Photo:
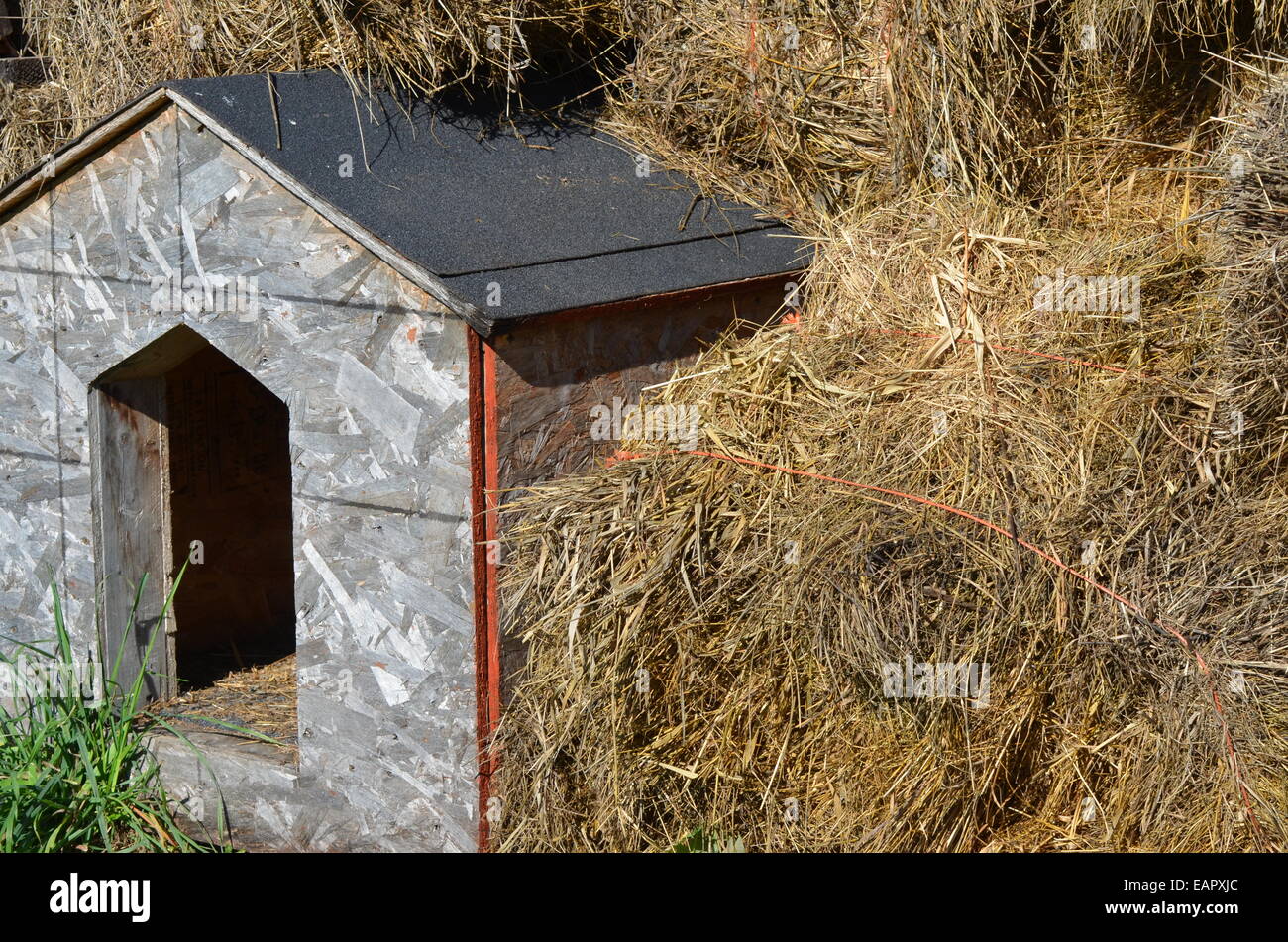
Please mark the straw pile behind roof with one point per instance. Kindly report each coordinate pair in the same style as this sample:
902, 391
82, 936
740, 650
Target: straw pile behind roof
1254, 238
794, 93
106, 52
708, 639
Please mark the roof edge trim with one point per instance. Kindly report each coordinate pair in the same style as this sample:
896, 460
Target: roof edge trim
76, 154
403, 265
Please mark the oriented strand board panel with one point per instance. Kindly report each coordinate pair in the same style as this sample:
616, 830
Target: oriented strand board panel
375, 379
552, 373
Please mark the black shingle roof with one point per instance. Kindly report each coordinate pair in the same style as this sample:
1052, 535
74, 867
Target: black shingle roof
558, 219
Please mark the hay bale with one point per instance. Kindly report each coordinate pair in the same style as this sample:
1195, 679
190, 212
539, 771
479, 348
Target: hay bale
707, 639
793, 93
101, 55
1253, 227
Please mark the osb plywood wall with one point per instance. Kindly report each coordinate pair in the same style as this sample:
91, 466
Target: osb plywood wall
375, 379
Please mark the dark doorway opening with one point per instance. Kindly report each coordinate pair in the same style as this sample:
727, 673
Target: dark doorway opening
192, 464
230, 469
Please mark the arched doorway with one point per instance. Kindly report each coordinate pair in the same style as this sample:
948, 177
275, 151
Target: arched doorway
191, 463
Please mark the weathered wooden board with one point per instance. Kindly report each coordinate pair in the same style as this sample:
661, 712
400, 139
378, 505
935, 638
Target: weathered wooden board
133, 565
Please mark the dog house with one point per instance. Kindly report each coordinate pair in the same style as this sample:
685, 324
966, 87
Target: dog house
295, 338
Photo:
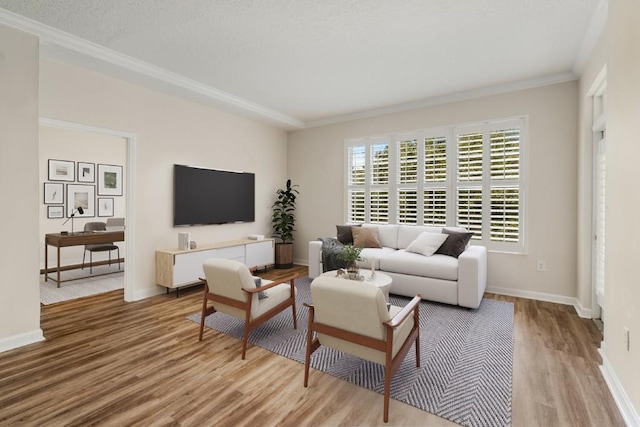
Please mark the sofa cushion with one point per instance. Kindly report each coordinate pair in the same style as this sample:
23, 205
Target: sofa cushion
365, 237
344, 234
436, 266
377, 254
409, 233
387, 234
427, 243
455, 244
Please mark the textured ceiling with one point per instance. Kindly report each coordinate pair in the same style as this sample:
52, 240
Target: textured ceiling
318, 59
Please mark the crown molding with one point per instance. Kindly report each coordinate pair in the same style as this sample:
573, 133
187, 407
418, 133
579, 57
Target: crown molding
445, 99
594, 31
60, 45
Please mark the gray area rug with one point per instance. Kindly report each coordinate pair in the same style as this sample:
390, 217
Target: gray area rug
83, 287
466, 357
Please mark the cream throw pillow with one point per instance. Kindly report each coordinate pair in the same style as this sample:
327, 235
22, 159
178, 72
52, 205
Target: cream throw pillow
427, 243
365, 237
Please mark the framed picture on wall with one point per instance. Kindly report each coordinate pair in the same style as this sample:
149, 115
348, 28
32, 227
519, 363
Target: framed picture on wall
83, 196
109, 180
62, 170
86, 172
53, 193
105, 206
55, 211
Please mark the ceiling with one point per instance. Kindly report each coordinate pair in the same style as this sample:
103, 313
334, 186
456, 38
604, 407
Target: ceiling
300, 63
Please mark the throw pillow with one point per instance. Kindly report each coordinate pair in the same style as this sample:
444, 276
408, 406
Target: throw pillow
455, 244
427, 243
344, 234
365, 237
258, 282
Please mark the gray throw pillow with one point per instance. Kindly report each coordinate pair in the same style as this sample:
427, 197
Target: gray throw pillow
455, 244
344, 234
258, 281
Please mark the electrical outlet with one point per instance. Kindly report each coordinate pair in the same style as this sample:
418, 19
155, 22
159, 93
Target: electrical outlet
626, 338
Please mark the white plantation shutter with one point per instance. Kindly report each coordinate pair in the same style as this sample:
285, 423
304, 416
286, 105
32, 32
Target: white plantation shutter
379, 207
435, 207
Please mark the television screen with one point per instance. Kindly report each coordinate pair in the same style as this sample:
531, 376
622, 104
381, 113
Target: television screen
210, 196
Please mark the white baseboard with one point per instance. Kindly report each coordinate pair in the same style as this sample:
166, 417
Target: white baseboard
628, 412
540, 296
21, 340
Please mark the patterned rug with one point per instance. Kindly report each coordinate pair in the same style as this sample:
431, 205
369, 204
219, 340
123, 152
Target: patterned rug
466, 357
83, 286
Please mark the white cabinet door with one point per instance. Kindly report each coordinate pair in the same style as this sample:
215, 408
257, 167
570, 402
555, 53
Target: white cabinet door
260, 254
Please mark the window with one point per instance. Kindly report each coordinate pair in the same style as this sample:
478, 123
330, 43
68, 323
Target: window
468, 176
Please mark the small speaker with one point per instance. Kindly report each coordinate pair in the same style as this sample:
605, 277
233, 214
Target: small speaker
183, 241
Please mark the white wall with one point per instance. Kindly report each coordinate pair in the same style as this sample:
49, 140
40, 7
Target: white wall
20, 301
168, 130
622, 297
78, 146
316, 163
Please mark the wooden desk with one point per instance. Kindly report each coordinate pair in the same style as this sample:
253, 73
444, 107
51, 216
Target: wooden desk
76, 239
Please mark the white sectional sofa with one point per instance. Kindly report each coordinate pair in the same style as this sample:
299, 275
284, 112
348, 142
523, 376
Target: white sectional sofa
458, 281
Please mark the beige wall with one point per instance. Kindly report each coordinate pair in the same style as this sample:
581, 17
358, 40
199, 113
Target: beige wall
168, 130
622, 298
593, 68
20, 301
78, 146
316, 163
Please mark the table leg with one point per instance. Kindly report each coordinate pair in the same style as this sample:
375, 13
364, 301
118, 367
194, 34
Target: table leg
46, 262
58, 263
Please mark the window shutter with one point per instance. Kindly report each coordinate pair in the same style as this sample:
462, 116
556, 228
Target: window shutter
469, 210
505, 214
470, 157
435, 207
356, 206
407, 206
379, 208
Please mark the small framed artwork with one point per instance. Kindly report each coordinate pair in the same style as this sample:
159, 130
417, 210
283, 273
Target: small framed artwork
62, 170
81, 196
53, 193
105, 206
55, 211
109, 180
86, 172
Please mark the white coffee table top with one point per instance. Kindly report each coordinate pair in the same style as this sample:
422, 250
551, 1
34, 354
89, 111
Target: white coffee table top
380, 280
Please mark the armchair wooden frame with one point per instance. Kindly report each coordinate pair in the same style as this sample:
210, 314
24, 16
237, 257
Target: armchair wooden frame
250, 324
391, 363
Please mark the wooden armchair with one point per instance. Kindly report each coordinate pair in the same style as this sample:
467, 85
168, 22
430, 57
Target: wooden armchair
232, 290
352, 317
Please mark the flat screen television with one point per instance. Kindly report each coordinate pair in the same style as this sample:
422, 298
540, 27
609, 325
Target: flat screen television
210, 196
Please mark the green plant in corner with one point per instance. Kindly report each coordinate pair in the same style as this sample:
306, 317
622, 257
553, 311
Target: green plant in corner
350, 253
283, 217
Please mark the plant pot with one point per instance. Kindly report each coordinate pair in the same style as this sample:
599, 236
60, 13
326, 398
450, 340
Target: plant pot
284, 255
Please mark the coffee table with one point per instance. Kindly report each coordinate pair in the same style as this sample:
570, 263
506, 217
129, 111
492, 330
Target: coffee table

———

The answer should match the data above word for word, with no pictures in it.

Photo:
Please mark the straw pile behind roof with one point per instance. Kindly report each coordinate pair in the same style as this sample:
902, 391
82, 936
740, 650
Target: straw pile behind roof
1254, 238
794, 93
106, 52
708, 639
Please mark the roof edge trim with one point per instance. Kindly report each coordinate pair in the same style as this sample:
896, 460
Target: roof edge trim
76, 154
403, 265
Please mark the oriented strand board panel with one point per instance. Kindly report each coordinate pair in the same style as this sample:
616, 830
Target: oriented strand board panel
375, 379
552, 373
Please mark the black shingle roof with one point per instance. Kindly report each coordinate pair in the same style as this sample:
1052, 535
74, 867
Target: black shingle roof
558, 219
Please mark the hay bale with one point per instance. Kindly report each coordinate pair in the same style as this sample:
1195, 679
190, 212
539, 771
479, 348
Target: hay bale
707, 639
793, 93
101, 55
1253, 227
Please mark the osb plywood wall with one point per instance. Kindly report each coordinate pair in the same style as this sample:
91, 466
Target: osb plywood wall
375, 379
Please mark the dark doorway opening with one point per instance. Kindly report each coordinate pair in the same style as this sample:
727, 673
Target: dark doorway opening
192, 464
230, 469
Please mark the arched doorway with one point per instance. Kindly report each coordinate pair in the same style as this sample:
948, 177
275, 151
Target: arched doorway
191, 463
Please mark the weathered wooden board with one point per instance. Kindly report each coordinate pair in the same style as this sample:
661, 712
400, 139
378, 505
935, 638
Target: weathered wooden board
133, 565
Please mark the dog house with one point per instance. Kindly report each coordinate pair in the same style as this sample:
685, 324
966, 87
Target: dog house
295, 338
Photo:
Please mark the sofa cushion with one point per instance. Kindly report each coordinate pair in the same style as this sample:
23, 205
Target: sofa cushion
365, 237
344, 234
436, 266
377, 254
409, 233
387, 234
427, 243
455, 244
Please mark the textured ceiling with one point per instance. Kindly report each coordinate pair in the same style as this sample:
52, 240
Target: textured ceiling
318, 59
Please mark the crown molding with one point per instance. Kindly report each coordinate pair in the same style as this sample:
573, 133
187, 407
418, 133
579, 57
Target: crown molding
445, 99
594, 31
60, 45
Please mark the gray area rug with one point per instance. Kindly report each coordinate pair in the same style as this sample:
390, 217
Target: gray area rug
83, 287
466, 357
Please mark the cream throw pillow with one point per instance. Kindly report each coordinate pair in the same style as this sample:
327, 235
22, 159
178, 72
52, 205
Target: cream throw pillow
427, 243
365, 237
Please mark the framed picture on wall with one point per instance. Kindly report each coordinate pair in the same style as this sample:
149, 115
348, 28
32, 227
519, 363
Target: framed picture on wall
83, 196
109, 180
62, 170
86, 172
53, 193
105, 206
55, 211
Please mark the ceiling with one point per instance. Kindly report each coordinate pair in the same style as this sample:
103, 313
334, 186
456, 38
604, 407
Target: ceiling
300, 63
Please mark the throw pillow with one point per instance. Kindly report each coordinate pair in the same style as this sample:
444, 276
408, 406
Target: throw pillow
455, 244
427, 243
344, 234
365, 237
258, 282
Please mark the gray throw pillow with one point per instance. Kindly report each coordinate pair in the same style as this sample:
427, 197
Target: gray throw pillow
455, 244
344, 234
258, 281
Please mark the electrical outlet with one point per instance. Kindly report each coordinate pair in the same style as this sample:
418, 19
155, 22
159, 93
Target: electrical outlet
626, 338
Please mark the white plantation shutter with one point per instance. Kindly report each coordinate pair in the same style as this sample:
285, 423
304, 416
286, 105
32, 32
Target: white plantation shutter
379, 207
435, 207
Please mark the television screen with one point per instance. Kindly report each coordinate pair in the same style as this sample:
531, 376
622, 104
381, 113
Target: television screen
210, 196
Please mark the white baseboard with one point per instance. Kindly report each coordinate pair in the same style as this sample:
166, 417
Target: white baseboard
628, 412
540, 296
21, 340
Please mark the patterned rug with one point per instance. Kindly report each coordinate pair in the same style as this sample:
431, 205
369, 204
219, 340
123, 152
Target: patterned rug
466, 357
83, 286
Please mark the white cabinet door with one point per instance. Kindly report each coordinate pair in the same style as this sample:
215, 408
257, 167
570, 402
555, 53
Target: white cabinet door
260, 254
Please mark the window with one point per instance. Kindly report each coordinate pair in the same style as this sample:
478, 123
330, 43
68, 323
Target: window
468, 176
Please mark the small speaker with one point per instance. Kindly report each coordinate pair in the same style as this sample:
605, 277
233, 214
Target: small speaker
183, 241
Please mark the white wall with one point per instance. Kindly report each coordinate pair in the same style as this sample:
49, 140
40, 7
Target: white wall
20, 301
168, 130
622, 297
78, 146
316, 163
Please mark the wooden desk with one point per instance. Kindly report each coordinate pair in the same style as this sample:
253, 73
444, 107
51, 216
Target: wooden desk
76, 239
Please mark the white sectional sofa with one point per instance. Kindly report each coordinate pair in the same style as this sample:
299, 275
284, 112
348, 142
523, 376
Target: white sectional sofa
458, 281
Please mark the beige wall with one point per instance. Kindly report each coordinate pair in the same style as this sample:
581, 17
358, 40
199, 113
Target: beige wall
168, 130
622, 298
593, 68
20, 301
78, 146
316, 163
Please mark the table leg with one point per instance. Kindly report each coordinate pair in the same style as this sample:
375, 13
364, 301
118, 367
194, 34
Target: table leg
46, 262
58, 263
Please mark the window shutter with one point per instance. Kindly report each coordinate pair in the same style as this sample:
462, 116
556, 228
Target: window shutter
469, 210
505, 214
470, 157
435, 207
356, 206
407, 206
379, 208
Please mark the small framed artwork with one point per instance. Kindly report each coordinate pair in the same style as this sample:
159, 130
417, 210
283, 273
Target: small framed artwork
62, 170
81, 196
53, 193
105, 206
55, 211
109, 180
86, 172
Please mark the white coffee table top with one point per instance. Kindly report each coordinate pair in the same style as this sample:
422, 250
551, 1
34, 354
89, 111
Target: white coffee table top
380, 280
Please mark the armchair wooden frame with one point per instance. Kindly report each coordinate pair in the same style as this sample:
210, 314
24, 16
237, 257
Target: armchair wooden frame
250, 324
391, 363
Please mark the wooden armchair with one point per instance. Kindly report each coordinate pair in the same style as this sample:
467, 85
168, 22
430, 57
Target: wooden armchair
232, 290
352, 317
Please mark the flat screen television with one point per instance. Kindly report each coordinate pair in the same style as this sample:
422, 298
540, 27
609, 325
Target: flat screen television
210, 196
Please mark the green plant in corner with one point per instance. Kindly report each coordinate pair in the same style as this sample:
306, 317
622, 257
553, 311
Target: green plant in corner
350, 253
283, 217
Please mark the plant pot with one point per instance. Kindly report each coordinate pair in the same style as this sample:
599, 236
60, 13
326, 398
450, 340
Target: plant pot
284, 255
Please mark the coffee table with one point per instance. Kindly report each coordinate pair in the same style as this sample:
570, 263
506, 217
129, 111
492, 330
Target: coffee table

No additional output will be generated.